*EJERCICIOS*:
1. Indica si cada afirmación coincide con el fragmento y respalda cada respuesta con las palabras decisivas del texto, citadas literalmente. (a) Giner escribió el texto, en parte, porque él no dispuso de historias como esta. (b) Según el fragmento, de la adicción se sale de un día para otro, por una revelación. (c) Giner ha elogiado en redes la entrevista de Miguel Bosé con Jordi Évole.
2. Redacta la continuación del fragmento sobre la adicción, empezando justo después de su última línea.

*FRAGMENTO*:
********
Cuenta que si ha escrito este texto es, en parte, porque él no tuvo a su disposición historias como esta, discursos que le advirtieran de la caída y le mostraran que era posible salir. No, como decía Miguel Bosé en su entrevista con Jordi Évole —con la que Giner ha sido muy crítico en redes—, de un día para otro, poseído por una revelación. Pero sí con tiempo, esfuerzo… y mucha ayuda. Su principal propósito: que se hable de la adicción con franqueza y que este libro caiga en manos de alguien que pueda estar pasando por lo que él vivió.
Pregunta. ¿Por qué contar esta historia?
********
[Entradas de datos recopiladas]
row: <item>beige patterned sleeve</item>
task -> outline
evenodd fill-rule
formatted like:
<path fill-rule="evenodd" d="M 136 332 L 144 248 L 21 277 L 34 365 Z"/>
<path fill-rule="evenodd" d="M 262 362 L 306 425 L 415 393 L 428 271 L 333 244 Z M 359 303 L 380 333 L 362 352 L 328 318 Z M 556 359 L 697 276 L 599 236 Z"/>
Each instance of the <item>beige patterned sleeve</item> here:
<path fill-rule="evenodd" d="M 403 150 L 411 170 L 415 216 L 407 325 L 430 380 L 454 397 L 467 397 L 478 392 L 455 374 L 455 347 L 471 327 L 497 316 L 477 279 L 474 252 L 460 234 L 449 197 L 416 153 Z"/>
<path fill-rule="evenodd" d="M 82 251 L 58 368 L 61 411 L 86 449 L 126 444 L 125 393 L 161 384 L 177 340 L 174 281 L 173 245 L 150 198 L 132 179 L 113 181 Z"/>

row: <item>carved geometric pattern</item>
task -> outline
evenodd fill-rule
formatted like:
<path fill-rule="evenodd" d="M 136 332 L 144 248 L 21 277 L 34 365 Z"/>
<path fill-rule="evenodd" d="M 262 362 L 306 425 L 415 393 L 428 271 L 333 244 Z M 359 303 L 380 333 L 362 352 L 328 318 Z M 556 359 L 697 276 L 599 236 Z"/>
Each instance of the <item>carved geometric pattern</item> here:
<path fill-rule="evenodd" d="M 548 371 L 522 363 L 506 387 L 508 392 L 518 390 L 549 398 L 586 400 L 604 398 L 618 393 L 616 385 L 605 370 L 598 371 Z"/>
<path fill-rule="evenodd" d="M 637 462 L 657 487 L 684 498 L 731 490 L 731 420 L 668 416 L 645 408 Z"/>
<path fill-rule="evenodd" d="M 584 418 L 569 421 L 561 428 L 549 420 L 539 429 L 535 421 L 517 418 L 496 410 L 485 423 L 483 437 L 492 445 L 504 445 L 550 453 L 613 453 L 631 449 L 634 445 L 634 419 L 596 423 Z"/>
********
*SOLUCIONES*:
1.
(a) Sí: "porque él no tuvo a su disposición historias como esta".
(b) No: "Pero sí con tiempo, esfuerzo… y mucha ayuda".
(c) No: "con la que Giner ha sido muy crítico en redes".

2.
Respuesta. Cuando me llama el editor, me dice: somos una editorial de no ficción, el libro tiene que ser de no ficción. ¿Y de qué voy a escribir yo de no ficción, si no tengo una voz respetada en ningún ámbito? Lo que parecía más natural era escribir sobre el cine, las películas de mi vida… Pero me mataba del aburrimiento, y no sé a quién le puede interesar, si casi no me interesa a mí. Le tengo mucho respeto al oficio de escritor, sabía desde el principio que si iba a escribir algo de no ficción, tenía que ser que para mí, a nivel íntimo, significase algo. Previamente a esta llamada yo había estado desarrollando distintos proyectos de ficción que jugueteaban con esta temática, pero me escondía detrás de personajes. De repente dije: coño, lo que tiene sentido es esto. Me siento capacitado para hablar sobre ello, no desde un punto de vista médico ni desde una atalaya, porque este libro no es una guía sobre cómo salir de la adicción, sino un testimonio en primera persona.
P. ¿Le daba miedo?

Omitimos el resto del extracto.